# What you have to do
Copy every line of the entries below in full, changing nothing except the bounding-box coordinates, each of which should be shifted up by 130.

════════════════

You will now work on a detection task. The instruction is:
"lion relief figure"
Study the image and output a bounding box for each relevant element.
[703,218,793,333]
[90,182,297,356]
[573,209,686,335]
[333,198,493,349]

════════════════

# Complete response
You will now work on a detection task. The instruction is:
"lion relief figure"
Study the image and output a bounding box for each relevant element.
[833,348,923,463]
[220,312,427,486]
[703,339,816,465]
[463,328,623,479]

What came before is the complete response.